Job — Write out each line beneath this one exactly as it reads.

(Rows from a dataset)
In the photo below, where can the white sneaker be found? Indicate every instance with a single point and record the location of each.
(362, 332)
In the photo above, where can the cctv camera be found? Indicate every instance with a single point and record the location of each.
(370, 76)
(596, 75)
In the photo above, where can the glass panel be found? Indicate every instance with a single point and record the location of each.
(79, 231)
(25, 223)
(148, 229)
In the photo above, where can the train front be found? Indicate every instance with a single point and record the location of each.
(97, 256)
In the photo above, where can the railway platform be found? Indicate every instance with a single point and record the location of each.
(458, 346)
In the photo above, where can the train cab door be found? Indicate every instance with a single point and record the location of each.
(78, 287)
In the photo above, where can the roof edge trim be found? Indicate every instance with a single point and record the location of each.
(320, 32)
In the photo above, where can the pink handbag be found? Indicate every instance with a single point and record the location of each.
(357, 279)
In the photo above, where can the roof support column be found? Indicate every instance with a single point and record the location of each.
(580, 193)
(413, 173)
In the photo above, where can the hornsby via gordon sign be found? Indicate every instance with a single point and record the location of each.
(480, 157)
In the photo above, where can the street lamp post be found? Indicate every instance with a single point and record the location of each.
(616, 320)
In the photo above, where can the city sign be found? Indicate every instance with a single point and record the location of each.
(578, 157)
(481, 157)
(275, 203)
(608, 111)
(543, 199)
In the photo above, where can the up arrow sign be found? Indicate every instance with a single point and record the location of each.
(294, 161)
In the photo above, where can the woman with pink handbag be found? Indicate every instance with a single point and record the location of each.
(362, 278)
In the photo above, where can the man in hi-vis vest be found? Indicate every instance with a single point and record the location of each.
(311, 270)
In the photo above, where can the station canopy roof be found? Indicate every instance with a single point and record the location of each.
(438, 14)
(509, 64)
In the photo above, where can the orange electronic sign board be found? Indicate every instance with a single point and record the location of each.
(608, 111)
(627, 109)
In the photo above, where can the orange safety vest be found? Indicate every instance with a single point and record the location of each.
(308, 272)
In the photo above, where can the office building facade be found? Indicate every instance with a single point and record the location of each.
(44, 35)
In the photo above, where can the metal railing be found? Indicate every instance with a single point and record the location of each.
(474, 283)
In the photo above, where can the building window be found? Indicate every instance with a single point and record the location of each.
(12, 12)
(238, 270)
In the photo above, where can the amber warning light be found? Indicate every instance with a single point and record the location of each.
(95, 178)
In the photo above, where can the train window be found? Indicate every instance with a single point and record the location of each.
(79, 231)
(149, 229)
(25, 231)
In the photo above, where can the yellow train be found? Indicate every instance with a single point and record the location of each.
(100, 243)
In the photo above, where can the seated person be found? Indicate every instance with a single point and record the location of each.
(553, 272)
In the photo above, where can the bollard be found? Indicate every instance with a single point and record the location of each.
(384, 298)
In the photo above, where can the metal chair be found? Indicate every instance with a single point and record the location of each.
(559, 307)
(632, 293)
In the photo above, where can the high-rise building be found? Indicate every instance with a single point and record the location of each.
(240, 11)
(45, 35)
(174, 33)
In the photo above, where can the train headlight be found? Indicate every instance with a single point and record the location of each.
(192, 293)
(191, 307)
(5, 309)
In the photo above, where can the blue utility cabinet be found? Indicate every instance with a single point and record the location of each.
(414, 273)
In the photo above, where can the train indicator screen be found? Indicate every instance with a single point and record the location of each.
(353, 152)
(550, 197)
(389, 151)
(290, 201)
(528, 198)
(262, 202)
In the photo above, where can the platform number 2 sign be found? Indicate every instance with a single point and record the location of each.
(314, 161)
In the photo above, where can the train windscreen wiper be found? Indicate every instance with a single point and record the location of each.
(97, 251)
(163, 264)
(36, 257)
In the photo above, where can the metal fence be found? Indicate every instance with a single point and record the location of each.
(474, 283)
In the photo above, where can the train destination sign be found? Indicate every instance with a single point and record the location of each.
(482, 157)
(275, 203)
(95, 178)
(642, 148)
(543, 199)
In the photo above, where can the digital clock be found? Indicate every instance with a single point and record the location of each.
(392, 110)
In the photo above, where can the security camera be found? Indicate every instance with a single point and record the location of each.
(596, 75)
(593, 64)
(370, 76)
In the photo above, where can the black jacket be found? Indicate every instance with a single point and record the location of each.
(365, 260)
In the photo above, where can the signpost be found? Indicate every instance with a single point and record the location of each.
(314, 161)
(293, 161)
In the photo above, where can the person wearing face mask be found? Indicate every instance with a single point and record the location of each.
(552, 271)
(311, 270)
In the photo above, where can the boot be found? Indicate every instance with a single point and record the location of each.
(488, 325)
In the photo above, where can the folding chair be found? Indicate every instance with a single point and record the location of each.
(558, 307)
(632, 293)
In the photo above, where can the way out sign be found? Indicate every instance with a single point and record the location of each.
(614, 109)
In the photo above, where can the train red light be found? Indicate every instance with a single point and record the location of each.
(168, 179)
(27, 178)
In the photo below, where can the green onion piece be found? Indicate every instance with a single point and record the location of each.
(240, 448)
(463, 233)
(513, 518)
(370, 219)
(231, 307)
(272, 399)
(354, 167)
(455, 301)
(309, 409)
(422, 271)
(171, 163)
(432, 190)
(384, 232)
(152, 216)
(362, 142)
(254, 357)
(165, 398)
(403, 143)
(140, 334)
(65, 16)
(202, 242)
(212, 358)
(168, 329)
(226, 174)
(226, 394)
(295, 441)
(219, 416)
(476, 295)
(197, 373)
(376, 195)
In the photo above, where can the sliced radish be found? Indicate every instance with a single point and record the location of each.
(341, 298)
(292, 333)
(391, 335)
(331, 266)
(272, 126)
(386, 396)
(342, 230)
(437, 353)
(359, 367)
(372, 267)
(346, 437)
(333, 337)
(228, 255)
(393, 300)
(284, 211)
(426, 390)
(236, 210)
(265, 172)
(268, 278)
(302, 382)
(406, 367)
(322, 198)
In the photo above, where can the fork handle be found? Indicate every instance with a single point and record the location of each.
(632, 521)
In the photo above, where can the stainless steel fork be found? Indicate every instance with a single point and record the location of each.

Reply —
In the photo below, where can the white sneaker be found? Indicate every instance with a single point and record the location of each.
(362, 332)
In the photo above, where can the cctv camera be found? Indicate every instance with a single point and record the location of each.
(370, 76)
(596, 75)
In the photo above, where can the glass panel be found? Indicate every instance with a single point and record the location of each.
(79, 231)
(25, 223)
(148, 229)
In the photo above, where can the train front be found? Indicate every instance with a single point and record the location of each.
(97, 256)
In the photo above, where can the railway platform be found? Indicate every instance with a single point and record the location of each.
(458, 346)
In the photo above, where can the train cab door be found? Indicate every instance with a single point and record the location of each.
(78, 287)
In the photo above, where can the roof edge trim be found? Indicate every instance with a single point and record the location of each.
(320, 32)
In the photo above, where can the pink handbag be found? Indicate every instance with a single point and record the location of each.
(357, 279)
In the photo above, where can the roof support column be found? Indicate every instance with a single point and record the location of each.
(580, 193)
(413, 173)
In the photo above, where can the hornsby via gordon sign be found? Indicate every instance with a single point and record the location of each.
(480, 157)
In the photo above, where can the street lamp post be found? Indicate every instance with a single point and record the location of each.
(616, 320)
In the photo above, where can the city sign be found? Indicate every instance with a single point and record the location of each.
(578, 157)
(481, 157)
(275, 203)
(608, 111)
(543, 199)
In the photo above, where can the up arrow sign be found? Indicate every instance with a single point and record the location of each.
(294, 161)
In the photo above, where can the woman with pink handbag be found? Indicate every instance with a single point and record the location of each.
(362, 278)
In the photo above, where can the man in hi-vis vest be found? Indicate every instance with a single point and record the location of each.
(311, 270)
In the photo above, where can the station canopy roof be found? Indicate every instance with a single point and record the location of each.
(438, 14)
(509, 64)
In the photo above, where can the orange electronic sign board be found? Indicate every instance with a single point and record the location of each.
(608, 111)
(627, 109)
In the photo above, where can the orange safety vest be found? Indicate every instance with a single point and record the location of each.
(308, 272)
In the photo above, where can the office building facade be found? Indicate every instance with a single point and record the location of each.
(44, 35)
In the photo above, where can the metal railing be found? Indicate every instance with a single point and record the location of each.
(474, 283)
In the photo above, where can the building window be found? Indicate every instance with a single point and record the location of each.
(12, 12)
(238, 270)
In the photo above, where can the amber warning light be found? Indicate every instance with a single point and record the location of each.
(95, 178)
In the photo above, where can the train window be found? Indicate every instance with a single point and record the location of each.
(79, 231)
(149, 229)
(25, 231)
In the photo above, where can the yellow train be found? Indicate every instance with a single point and record the location of each.
(100, 243)
In the photo above, where can the seated person be found? Indicate every instance with a single point and record the location of each.
(553, 272)
In the photo above, where can the bollard be found? Indicate every instance with a single point and record the location of each.
(384, 298)
In the photo above, where can the metal chair be found? Indicate every instance with a single point and record the location of each.
(559, 307)
(632, 293)
In the photo above, where can the high-rise building be found? Indicate every instance with a single point and record the location of each.
(240, 11)
(45, 35)
(174, 33)
In the photo above, where can the train headlight be found? Indicate every instance with a single point and record the location of each.
(192, 293)
(191, 307)
(5, 309)
In the photo above, where can the blue utility cabinet be found? Indicate every instance with a single point and record the location of each.
(414, 273)
In the photo above, where can the train indicator screen be found? Indicate every instance with a single point and record the location of each.
(353, 152)
(550, 197)
(389, 151)
(290, 201)
(528, 198)
(262, 202)
In the photo above, where can the platform number 2 sign be found? Indicate every instance with a single point and record the location of each.
(314, 161)
In the photo above, where can the train windscreen wiper be found? Indicate every instance with a single point and record the location of each.
(97, 251)
(163, 264)
(36, 257)
In the photo above, where can the metal fence be found? Indicate every instance with a single point and record the location of each.
(474, 283)
In the photo above, where can the train destination sign be found? Indicate every instance with a single point and record the location of each.
(482, 157)
(275, 203)
(95, 178)
(642, 148)
(543, 199)
In the photo above, where can the digital clock be found? Indicate every instance with a single point and record the location of each.
(392, 110)
In the photo above, where can the security camera be found? Indicate every instance with a single point and record the location of each.
(596, 75)
(593, 64)
(370, 76)
In the photo above, where can the black jacket be found? Indicate every instance with a single point and record the location of each.
(365, 260)
In the photo above, where can the signpost be found? Indicate every instance with a single point and record the location of each.
(314, 161)
(293, 161)
In the photo above, where can the person wearing face mask be found? Indicate every instance with a single point and record the location of each.
(552, 271)
(311, 270)
In the photo above, where can the boot be found? Indicate every instance with a single point and record the location of each.
(488, 325)
In the photo above, where can the folding chair be found? Indicate every instance with a single point and record the location of each.
(558, 307)
(632, 293)
In the photo above, where can the way out sign be found? Indicate every instance with a single point and record the location of each.
(614, 109)
In the photo above, where can the train red light be found? Indicate every instance with a single point and record the location of each.
(168, 179)
(27, 178)
In the photo below, where can the green onion piece be found? Indicate every instance with a single point and record the location of each.
(240, 448)
(463, 233)
(513, 518)
(370, 219)
(231, 307)
(272, 399)
(354, 167)
(455, 301)
(309, 409)
(422, 271)
(171, 163)
(432, 190)
(384, 232)
(152, 216)
(362, 142)
(254, 357)
(165, 398)
(403, 143)
(140, 334)
(65, 16)
(202, 242)
(212, 358)
(168, 329)
(226, 174)
(226, 394)
(295, 441)
(219, 416)
(476, 295)
(197, 373)
(376, 195)
In the photo above, where can the sliced radish be found? Indicate every instance with a single point and record the location of each.
(341, 298)
(292, 333)
(391, 335)
(331, 266)
(272, 126)
(386, 396)
(342, 230)
(437, 353)
(359, 367)
(372, 267)
(346, 437)
(333, 337)
(228, 255)
(393, 300)
(284, 211)
(426, 390)
(236, 210)
(265, 172)
(268, 278)
(302, 382)
(406, 367)
(322, 198)
In the photo above, where can the fork handle be found? Indicate every instance with a single point and record the location of each.
(632, 521)
In the photo above, where can the stainless steel fork be found? Indicate every instance with a single point and record the location of each.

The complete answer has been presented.